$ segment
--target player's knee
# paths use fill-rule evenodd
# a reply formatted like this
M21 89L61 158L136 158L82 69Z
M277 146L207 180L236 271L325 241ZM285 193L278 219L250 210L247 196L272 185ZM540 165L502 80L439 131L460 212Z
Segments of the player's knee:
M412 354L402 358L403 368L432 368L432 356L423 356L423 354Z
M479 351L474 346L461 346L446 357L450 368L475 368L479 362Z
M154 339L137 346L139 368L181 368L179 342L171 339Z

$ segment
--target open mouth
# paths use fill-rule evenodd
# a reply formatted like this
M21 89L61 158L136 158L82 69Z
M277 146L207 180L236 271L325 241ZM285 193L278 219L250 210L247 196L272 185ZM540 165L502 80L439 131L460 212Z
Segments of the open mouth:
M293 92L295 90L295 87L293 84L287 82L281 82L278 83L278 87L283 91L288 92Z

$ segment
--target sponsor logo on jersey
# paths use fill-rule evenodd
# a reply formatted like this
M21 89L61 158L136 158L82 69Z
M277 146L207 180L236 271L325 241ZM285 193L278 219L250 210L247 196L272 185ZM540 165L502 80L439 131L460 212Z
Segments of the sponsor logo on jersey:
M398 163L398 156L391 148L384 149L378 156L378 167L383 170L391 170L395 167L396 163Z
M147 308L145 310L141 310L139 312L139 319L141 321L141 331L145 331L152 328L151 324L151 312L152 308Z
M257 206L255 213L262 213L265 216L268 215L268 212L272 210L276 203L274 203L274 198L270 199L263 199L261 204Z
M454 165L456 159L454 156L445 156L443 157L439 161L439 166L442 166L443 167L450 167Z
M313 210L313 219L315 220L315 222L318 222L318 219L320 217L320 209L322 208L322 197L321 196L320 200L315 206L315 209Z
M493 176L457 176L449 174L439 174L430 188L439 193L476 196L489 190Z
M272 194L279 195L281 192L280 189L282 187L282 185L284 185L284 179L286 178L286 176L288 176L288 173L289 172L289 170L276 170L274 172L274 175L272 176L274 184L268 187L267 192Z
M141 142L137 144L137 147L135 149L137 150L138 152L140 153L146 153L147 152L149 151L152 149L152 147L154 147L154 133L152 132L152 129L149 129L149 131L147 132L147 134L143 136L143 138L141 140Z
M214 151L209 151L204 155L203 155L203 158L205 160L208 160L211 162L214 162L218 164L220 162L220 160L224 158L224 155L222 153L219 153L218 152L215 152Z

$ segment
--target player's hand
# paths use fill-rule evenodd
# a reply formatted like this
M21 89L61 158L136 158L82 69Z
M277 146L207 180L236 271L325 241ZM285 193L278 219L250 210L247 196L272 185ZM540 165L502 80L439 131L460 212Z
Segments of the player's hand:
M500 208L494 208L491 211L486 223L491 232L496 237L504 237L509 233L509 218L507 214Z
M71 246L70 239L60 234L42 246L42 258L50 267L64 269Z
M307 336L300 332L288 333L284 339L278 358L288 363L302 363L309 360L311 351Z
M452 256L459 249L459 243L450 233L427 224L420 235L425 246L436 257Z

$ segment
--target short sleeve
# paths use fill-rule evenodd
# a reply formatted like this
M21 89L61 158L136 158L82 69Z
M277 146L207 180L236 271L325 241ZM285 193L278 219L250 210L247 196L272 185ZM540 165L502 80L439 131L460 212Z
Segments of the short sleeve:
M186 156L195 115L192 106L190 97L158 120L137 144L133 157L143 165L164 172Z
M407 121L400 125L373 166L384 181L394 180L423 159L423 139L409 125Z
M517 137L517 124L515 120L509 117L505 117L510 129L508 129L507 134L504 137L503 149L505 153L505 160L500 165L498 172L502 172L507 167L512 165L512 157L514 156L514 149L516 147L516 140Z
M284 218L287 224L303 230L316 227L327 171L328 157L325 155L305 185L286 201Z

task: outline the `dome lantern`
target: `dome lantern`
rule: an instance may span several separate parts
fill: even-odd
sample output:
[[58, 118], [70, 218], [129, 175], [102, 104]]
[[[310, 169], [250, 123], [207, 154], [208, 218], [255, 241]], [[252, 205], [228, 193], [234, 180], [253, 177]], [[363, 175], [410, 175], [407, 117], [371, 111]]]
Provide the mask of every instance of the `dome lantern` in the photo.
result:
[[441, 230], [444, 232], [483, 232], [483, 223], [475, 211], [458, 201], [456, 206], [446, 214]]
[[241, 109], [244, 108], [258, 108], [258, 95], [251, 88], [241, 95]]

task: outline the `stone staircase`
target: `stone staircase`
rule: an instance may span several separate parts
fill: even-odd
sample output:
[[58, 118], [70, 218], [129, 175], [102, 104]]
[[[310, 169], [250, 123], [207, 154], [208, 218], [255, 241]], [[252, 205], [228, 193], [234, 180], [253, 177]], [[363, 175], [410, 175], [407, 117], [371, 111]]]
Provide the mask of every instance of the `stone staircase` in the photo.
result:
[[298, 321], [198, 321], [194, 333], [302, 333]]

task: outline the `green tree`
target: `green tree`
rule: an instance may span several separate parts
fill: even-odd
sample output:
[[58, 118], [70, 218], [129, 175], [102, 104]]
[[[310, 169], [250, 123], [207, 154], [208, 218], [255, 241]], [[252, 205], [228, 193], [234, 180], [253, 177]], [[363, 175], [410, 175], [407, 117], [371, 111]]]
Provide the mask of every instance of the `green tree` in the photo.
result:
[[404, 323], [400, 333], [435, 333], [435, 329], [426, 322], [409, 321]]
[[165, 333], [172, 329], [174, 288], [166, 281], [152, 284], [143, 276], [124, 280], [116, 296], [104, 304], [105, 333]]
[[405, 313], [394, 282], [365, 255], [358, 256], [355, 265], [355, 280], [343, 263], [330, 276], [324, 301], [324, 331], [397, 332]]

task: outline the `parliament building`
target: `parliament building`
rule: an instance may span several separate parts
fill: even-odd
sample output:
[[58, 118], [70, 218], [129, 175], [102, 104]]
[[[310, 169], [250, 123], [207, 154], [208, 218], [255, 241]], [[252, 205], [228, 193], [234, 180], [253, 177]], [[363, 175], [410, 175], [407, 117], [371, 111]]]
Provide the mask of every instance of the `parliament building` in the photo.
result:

THE PROBLEM | Pick out every line of the listing that contains the word "stone".

OUTPUT FOR THIS TASK |
task: outline the `stone staircase`
target: `stone staircase`
Provide the mask of every instance of the `stone staircase` in the photo.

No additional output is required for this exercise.